● **RECORDS FOR THIS EXERCISE**:
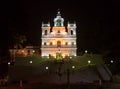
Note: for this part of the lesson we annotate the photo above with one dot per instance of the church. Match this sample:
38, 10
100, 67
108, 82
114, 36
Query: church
58, 39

● **DESCRIPTION OF THE TASK**: Switch "church" to "chapel" throughout the entries above and write their lines out again with nothing else changed. Leave the pictures out of your answer.

● **WRITTEN RESPONSE**:
Note: for this part of the lesson we annotate the photo above with one dot per instance of the chapel. Match this sample:
38, 10
100, 67
108, 82
114, 36
Query: chapel
58, 39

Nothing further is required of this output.